[Text block Boundary: Start]
Delaney Collins, CCC-SLP
"It's on the tip of my tongue" is a phrase people say time and time again. Sometimes it's hard to find that word you're looking for — whether it's someone's name, an everyday object, a favorite restaurant menu item, your address or something else. But for people with a disorder called aphasia, it's as if their brain's word cabinet has fallen over and mixed their words around, resulting in varying levels and forms of impairment with language comprehension and expression.
Causes of aphasia
A stroke and its subsequent brain damage is the most common cause of aphasia. A stroke results from the bursting or blockage of blood vessels supplying the brain. This reduces blood flow to the brain, depriving the brain of essential nutrients and oxygen needed to support brain cell life. When a stroke occurs, the brain's language centers can be affected if they don't receive essential components like blood and oxygen.
Aphasia also can develop due to a brain tumor, infection or degenerative disease. There always is an underlying cause of aphasia, which determines the severity of the person's language difficulties.
Temporary aphasia can appear during a migraine. It can occur from a seizure or transient ischemic attack, or TIA, sometimes called a mini-stroke. Anyone who experiences a TIA is at an elevated risk for a full-blown stroke in the future.
Symptoms of aphasia
A person who is affected by aphasia may:
- Experience difficulty understanding conversations
- Have trouble writing coherent sentences
- Speak in brief or incomplete sentences
- Use words or sentences that don't make sense
Seek medical help immediately if you or a loved one experiences these symptoms. A form of aphasia can be the first sign of stroke.
Types of aphasia
Aphasia presents itself in three different ways. Your health care team may classify aphasia as:
- Broca's (non-fluent) aphasia
Non-fluent aphasia is identified as decreased language output, difficulty identifying words and incomplete or short sentences. People with non-fluent aphasia are aware of their communication difficulties as their cognition and comprehension are most commonly still intact.
- Wernicke (fluent) aphasia
Fluent aphasia is identified as language output that is incoherent composure of words, word combination errors, grammar mistakes and incorrect word choices. People with fluent aphasia also may have difficulties with cognition and comprehension.
- Global aphasia
Global aphasia results from a major stroke that affects the brain more extensively causing cognition, comprehension and language difficulties.
Testing for aphasia
A common initial test from your health care team to determine the cause of aphasia is a CT or MRI.
Aside from that, testing for aphasia usually involves exercises and observations to gauge your ability to:
- Explain a situation depicted on paper
- Follow directions
- Have a conversation
- Read and write
- Repeat words and sentences
Treatment and coping with aphasia
Speech-language therapy is the most common form of treatment for aphasia. Early intervention and timely treatment are imperative for achieving maximum results.
[Text block Boundary: End]
Exercise details: Transcribe the stretch of the aphasia text from "Aphasia also can" through "sign of stroke.", keeping every word and mark unchanged.
[Material provided Boundary: Start]
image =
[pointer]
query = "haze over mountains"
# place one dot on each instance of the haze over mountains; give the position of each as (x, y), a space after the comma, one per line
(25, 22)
[Material provided Boundary: End]
Task output:
Aphasia also can develop due to a brain tumor, infection or degenerative disease. There always is an underlying cause of aphasia, which determines the severity of the person's language difficulties.
Temporary aphasia can appear during a migraine. It can occur from a seizure or transient ischemic attack, or TIA, sometimes called a mini-stroke. Anyone who experiences a TIA is at an elevated risk for a full-blown stroke in the future.
Symptoms of aphasia
A person who is affected by aphasia may:
- Experience difficulty understanding conversations
- Have trouble writing coherent sentences
- Speak in brief or incomplete sentences
- Use words or sentences that don't make sense
Seek medical help immediately if you or a loved one experiences these symptoms. A form of aphasia can be the first sign of stroke.